# Task brief:
Copy the records below word for word, starting at the line that contains "Every instance of the built-in" and ending at the line that contains "x=260, y=152", with both of those lines included.

# Given information:
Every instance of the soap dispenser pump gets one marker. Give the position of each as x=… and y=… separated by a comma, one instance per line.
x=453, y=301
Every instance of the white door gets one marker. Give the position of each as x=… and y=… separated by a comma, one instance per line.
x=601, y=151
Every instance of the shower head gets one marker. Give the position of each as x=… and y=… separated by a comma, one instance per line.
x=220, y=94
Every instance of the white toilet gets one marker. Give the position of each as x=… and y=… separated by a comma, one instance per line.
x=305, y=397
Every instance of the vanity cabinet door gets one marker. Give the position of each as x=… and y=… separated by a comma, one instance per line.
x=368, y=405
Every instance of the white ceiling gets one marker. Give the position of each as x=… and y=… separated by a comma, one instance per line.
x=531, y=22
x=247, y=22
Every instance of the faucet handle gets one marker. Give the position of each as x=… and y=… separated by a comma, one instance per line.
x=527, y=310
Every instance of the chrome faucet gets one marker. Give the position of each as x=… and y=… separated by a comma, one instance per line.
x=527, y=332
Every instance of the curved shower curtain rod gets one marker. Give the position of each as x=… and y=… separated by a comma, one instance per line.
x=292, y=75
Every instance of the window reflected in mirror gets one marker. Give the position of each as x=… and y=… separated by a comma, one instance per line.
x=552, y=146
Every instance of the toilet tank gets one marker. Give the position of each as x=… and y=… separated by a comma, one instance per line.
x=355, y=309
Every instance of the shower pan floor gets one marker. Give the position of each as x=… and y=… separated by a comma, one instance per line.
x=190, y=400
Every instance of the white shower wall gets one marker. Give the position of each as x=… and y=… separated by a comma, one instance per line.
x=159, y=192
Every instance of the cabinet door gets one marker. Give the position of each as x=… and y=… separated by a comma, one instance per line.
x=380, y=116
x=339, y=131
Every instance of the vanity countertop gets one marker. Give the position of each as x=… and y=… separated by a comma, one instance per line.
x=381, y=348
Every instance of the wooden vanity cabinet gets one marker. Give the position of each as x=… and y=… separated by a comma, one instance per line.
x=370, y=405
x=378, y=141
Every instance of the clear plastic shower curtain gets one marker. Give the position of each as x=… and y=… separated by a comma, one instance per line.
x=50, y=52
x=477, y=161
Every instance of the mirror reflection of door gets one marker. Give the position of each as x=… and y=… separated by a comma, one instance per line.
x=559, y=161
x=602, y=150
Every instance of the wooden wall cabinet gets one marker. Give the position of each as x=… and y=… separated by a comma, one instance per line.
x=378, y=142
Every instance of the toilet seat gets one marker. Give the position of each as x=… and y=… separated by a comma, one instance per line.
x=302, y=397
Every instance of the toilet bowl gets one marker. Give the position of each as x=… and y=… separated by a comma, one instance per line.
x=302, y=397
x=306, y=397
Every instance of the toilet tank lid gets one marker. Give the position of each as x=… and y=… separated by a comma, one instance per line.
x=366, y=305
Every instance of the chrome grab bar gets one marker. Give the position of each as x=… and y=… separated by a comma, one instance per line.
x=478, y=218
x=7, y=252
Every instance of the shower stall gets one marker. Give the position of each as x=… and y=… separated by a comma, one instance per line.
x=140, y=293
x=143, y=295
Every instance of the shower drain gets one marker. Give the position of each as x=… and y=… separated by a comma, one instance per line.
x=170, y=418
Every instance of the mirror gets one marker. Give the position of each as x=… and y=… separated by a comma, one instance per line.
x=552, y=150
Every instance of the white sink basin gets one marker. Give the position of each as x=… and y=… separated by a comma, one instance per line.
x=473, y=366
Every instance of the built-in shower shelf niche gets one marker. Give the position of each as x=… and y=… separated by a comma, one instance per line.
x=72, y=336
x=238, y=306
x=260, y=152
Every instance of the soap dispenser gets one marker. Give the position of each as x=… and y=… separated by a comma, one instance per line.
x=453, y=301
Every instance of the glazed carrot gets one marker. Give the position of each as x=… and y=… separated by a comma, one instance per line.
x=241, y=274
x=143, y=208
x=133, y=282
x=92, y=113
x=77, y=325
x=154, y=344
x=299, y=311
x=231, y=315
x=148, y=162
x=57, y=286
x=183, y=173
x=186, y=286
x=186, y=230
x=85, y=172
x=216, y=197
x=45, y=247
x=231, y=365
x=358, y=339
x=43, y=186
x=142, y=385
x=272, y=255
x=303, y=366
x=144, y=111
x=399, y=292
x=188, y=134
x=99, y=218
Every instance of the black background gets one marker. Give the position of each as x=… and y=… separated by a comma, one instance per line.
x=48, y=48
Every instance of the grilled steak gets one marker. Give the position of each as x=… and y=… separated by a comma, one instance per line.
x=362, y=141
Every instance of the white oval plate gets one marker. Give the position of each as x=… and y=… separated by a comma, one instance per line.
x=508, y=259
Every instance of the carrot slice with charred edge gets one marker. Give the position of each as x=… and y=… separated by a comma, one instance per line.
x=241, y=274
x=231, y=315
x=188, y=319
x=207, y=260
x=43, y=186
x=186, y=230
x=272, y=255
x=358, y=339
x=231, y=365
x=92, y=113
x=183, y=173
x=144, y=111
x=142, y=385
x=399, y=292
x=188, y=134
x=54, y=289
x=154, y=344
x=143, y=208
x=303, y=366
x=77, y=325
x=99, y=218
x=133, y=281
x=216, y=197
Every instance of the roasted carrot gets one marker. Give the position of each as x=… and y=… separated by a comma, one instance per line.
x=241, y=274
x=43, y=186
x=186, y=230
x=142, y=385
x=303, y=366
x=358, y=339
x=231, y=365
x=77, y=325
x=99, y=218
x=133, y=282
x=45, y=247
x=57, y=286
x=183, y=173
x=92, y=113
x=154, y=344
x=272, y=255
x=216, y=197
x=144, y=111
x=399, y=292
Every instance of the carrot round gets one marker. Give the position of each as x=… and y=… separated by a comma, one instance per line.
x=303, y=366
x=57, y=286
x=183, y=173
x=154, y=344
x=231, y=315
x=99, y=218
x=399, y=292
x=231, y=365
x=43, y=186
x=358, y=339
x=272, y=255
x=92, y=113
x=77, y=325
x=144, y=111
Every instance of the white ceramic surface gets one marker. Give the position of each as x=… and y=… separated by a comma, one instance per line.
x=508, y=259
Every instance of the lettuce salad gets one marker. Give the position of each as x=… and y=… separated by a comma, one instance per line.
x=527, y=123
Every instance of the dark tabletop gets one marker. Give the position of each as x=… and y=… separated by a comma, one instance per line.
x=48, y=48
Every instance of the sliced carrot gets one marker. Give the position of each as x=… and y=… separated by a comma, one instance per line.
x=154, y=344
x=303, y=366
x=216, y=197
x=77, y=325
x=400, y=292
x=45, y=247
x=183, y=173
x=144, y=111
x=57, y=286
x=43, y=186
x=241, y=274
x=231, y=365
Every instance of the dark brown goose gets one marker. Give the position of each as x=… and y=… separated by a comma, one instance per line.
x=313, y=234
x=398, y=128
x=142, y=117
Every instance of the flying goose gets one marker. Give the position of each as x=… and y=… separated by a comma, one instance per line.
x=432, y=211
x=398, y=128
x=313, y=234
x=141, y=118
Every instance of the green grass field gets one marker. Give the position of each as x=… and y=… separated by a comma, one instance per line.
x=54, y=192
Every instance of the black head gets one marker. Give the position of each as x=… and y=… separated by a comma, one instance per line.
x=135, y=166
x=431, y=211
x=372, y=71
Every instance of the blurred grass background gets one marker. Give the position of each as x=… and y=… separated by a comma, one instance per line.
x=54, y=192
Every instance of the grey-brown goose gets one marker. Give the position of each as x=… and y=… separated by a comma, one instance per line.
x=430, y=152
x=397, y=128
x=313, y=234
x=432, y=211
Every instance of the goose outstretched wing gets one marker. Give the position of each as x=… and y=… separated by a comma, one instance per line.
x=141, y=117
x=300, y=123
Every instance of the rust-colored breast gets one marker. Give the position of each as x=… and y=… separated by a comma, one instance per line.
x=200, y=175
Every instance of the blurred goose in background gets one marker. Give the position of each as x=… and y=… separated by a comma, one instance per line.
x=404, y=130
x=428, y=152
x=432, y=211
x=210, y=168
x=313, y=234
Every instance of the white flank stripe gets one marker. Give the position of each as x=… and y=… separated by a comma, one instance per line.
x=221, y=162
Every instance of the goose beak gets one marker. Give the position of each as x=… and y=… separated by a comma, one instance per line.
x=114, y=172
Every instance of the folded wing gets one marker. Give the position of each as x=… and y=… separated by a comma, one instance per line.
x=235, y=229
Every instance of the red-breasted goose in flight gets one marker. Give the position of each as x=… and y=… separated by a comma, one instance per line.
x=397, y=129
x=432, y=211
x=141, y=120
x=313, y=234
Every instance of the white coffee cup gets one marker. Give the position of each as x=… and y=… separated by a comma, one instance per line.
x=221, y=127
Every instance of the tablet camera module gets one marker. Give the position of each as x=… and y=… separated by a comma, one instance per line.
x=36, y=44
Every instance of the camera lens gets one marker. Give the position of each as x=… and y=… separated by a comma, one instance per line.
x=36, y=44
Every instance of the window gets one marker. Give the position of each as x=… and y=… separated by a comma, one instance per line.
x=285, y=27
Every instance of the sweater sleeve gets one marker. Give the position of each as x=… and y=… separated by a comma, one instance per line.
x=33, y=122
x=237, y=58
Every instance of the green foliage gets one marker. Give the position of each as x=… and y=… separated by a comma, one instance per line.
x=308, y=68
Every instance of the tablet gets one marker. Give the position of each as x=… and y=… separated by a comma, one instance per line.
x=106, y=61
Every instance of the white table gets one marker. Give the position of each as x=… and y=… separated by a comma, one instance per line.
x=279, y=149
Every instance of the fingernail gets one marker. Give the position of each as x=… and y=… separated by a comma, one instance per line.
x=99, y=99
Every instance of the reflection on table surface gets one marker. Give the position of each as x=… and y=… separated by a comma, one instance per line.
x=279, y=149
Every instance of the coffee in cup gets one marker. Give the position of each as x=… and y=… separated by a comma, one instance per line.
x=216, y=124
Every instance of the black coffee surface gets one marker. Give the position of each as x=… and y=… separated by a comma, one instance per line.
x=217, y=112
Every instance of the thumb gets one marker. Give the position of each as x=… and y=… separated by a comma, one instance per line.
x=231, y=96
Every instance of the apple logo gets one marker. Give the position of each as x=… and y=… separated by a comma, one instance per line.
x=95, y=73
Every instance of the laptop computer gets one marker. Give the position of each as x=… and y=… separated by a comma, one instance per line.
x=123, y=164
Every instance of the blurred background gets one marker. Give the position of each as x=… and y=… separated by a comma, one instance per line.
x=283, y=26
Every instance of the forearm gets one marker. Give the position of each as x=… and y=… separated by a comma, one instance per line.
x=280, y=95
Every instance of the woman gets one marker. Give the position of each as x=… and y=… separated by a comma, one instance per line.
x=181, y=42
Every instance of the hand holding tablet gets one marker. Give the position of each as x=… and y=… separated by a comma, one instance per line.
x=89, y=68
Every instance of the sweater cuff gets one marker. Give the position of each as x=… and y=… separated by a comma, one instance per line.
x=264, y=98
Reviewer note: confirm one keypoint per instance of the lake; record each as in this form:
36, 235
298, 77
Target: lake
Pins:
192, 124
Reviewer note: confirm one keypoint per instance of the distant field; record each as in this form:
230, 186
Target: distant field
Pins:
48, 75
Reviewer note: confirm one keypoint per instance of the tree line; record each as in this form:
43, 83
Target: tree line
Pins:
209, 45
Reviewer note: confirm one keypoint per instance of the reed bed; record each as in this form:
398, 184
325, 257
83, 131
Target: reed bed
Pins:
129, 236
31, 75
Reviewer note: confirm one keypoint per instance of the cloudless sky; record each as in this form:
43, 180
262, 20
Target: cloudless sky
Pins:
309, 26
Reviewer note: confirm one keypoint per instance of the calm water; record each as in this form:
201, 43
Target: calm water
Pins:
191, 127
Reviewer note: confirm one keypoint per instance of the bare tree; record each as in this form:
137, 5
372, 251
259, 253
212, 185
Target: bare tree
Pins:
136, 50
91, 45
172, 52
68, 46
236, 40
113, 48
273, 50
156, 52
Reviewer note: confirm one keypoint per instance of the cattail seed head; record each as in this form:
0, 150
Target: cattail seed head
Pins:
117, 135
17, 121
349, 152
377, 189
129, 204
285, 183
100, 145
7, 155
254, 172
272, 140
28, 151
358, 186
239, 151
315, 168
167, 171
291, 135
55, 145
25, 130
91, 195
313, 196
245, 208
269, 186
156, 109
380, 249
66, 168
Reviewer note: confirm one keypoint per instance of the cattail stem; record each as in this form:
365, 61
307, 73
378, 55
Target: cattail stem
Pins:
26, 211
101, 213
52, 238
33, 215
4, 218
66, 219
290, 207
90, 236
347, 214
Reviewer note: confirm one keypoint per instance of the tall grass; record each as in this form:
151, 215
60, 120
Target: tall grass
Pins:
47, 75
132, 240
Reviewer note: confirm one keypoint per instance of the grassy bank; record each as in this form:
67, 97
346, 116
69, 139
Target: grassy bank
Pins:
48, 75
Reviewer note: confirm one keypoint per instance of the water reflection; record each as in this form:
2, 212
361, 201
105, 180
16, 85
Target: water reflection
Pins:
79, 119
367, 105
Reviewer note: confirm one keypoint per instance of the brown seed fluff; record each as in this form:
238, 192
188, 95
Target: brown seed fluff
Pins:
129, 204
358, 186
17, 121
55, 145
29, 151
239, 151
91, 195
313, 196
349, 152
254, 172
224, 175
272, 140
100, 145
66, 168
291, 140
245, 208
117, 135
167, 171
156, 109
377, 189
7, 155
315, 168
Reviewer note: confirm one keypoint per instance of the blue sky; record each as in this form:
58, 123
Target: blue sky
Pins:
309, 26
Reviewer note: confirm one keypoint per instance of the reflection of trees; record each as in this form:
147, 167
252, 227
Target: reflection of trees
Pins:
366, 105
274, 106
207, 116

# Solution:
Every instance of the built-in shower shelf niche gets one marker. Give the position of each as x=… and y=… separated by a comma, one instance per line.
x=72, y=336
x=238, y=306
x=260, y=152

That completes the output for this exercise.